Format the data, starting with the line containing "Note: for this drill, pin each instance of the concrete" and ending with the last line of the data, inclusive, as a numbered list. Skip blank lines and leave the pictures out.

Excerpts of location labeling data =
%%
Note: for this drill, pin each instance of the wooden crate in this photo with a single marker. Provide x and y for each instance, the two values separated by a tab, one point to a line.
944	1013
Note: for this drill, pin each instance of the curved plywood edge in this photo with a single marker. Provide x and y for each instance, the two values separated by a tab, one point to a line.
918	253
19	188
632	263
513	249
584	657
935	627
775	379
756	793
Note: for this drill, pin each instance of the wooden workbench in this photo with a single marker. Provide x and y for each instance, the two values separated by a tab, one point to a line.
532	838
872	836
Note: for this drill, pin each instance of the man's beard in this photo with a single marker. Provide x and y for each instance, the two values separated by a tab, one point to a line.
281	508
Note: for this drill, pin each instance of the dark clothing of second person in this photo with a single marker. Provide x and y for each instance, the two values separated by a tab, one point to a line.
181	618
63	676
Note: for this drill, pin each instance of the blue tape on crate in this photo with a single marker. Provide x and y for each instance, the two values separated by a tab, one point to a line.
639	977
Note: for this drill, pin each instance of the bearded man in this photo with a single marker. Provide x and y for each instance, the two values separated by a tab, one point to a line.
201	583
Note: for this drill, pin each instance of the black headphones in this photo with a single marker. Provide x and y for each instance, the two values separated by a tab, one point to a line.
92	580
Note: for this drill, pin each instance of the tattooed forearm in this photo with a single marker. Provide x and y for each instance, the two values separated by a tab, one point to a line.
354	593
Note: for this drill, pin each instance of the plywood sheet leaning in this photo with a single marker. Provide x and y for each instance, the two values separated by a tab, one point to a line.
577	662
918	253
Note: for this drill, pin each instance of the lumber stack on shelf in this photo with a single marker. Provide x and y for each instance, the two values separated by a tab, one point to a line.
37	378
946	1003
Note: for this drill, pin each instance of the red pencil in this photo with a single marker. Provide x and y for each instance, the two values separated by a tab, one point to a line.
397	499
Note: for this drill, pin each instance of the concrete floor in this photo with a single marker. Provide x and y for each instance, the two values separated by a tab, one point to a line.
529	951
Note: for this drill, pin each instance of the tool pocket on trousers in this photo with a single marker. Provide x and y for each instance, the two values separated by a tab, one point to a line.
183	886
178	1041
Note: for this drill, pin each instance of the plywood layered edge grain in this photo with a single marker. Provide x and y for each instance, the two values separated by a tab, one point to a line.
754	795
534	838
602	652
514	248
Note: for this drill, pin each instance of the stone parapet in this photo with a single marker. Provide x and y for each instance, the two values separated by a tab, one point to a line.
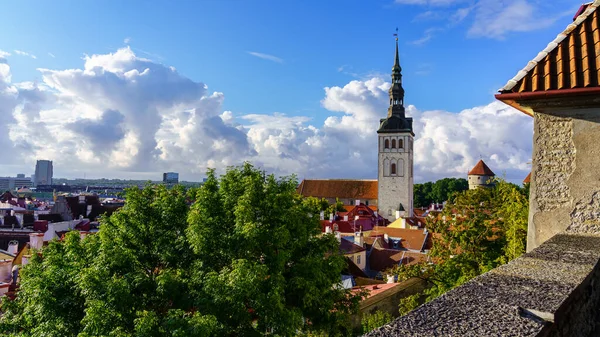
%%
Exercise output =
1. Note: for this drill, pin each instance of the concrete floor in this photo with a single marker. Provide x and y for each instance, the two values separated by a tab, one point to a line.
2. 529	951
3. Note: for this drill, pin each instance of the tool pocket on trousers in this photo with a single marker. Provide x and y for each instance, the two values separated by a tab, one point to a line.
4. 183	886
5. 178	1041
6. Note: for this drill, pin each instance of the plywood layered edge grain in this photo with a single marker. Provide x and y for each instance, the two values separated by a tab, one point to a line.
7. 754	795
8. 534	838
9. 602	652
10. 514	248
11. Note: for this drill, pin each instance of the stone parapet in this photo with a single marker. Provide x and y for each instance, the two values separated by a tab, one point to a line.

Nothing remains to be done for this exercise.